* _Region annotation entries_:
START

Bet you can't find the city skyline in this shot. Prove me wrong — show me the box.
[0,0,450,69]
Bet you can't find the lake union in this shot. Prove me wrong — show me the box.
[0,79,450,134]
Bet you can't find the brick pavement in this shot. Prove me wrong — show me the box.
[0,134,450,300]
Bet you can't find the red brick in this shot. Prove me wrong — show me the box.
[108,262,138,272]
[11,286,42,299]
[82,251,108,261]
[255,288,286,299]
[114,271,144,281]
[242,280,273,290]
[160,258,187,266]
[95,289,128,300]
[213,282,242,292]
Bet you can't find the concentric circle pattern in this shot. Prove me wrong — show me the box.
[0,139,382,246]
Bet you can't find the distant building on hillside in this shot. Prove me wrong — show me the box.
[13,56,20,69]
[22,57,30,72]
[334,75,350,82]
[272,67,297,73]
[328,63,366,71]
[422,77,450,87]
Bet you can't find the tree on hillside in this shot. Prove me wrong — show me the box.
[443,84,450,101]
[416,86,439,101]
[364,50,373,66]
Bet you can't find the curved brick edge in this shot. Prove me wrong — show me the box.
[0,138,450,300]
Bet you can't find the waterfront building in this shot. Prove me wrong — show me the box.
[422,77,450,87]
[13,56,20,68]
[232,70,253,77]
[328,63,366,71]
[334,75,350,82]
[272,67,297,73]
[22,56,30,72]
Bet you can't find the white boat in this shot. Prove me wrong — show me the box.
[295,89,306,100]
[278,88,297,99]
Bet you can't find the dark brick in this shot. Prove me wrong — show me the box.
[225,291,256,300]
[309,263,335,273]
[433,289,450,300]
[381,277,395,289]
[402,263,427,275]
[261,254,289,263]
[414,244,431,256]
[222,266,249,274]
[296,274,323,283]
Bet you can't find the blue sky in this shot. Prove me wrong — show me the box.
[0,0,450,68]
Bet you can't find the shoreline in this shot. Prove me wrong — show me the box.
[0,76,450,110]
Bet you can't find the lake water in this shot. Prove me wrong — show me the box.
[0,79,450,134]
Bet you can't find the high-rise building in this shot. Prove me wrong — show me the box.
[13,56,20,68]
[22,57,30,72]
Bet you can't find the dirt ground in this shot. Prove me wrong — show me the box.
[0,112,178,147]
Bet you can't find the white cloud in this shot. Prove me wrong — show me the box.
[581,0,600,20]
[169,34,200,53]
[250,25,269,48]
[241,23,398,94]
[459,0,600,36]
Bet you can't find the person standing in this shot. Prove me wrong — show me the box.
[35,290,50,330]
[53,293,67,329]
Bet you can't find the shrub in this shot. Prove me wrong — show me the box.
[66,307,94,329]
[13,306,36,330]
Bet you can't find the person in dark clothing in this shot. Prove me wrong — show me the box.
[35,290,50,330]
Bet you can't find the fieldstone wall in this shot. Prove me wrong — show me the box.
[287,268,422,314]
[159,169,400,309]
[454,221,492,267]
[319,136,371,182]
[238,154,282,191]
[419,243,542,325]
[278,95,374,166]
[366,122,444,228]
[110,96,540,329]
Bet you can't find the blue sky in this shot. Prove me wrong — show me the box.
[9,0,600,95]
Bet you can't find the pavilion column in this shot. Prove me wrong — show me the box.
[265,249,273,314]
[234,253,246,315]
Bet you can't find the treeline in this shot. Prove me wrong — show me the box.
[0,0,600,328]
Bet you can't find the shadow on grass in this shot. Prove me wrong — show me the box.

END

* _Instructions for the task_: Please reproduce the rows verbatim, everything from the very first one down to the line containing "[0,139,382,246]", both ends included.

* _Worked solution_:
Bet you can't find the city skyline in this shot. Prove me wrong — show me the box.
[0,0,450,69]
Bet you can't find the lake union in this shot. Prove me wrong — show me the box.
[0,79,450,134]
Bet you can't find the brick pavement in this shot. Prove me wrong — show me the box.
[0,134,450,300]
Bet you can't find the red brick in this shot. Prove me wrong — show me the box.
[108,262,138,272]
[11,286,42,299]
[82,251,108,261]
[255,288,286,299]
[114,271,144,281]
[242,280,273,290]
[160,258,187,266]
[95,289,128,300]
[213,282,242,292]
Bet you can't find the concentric circle pattern in this shot. Prove me wrong — show me the box.
[0,139,382,246]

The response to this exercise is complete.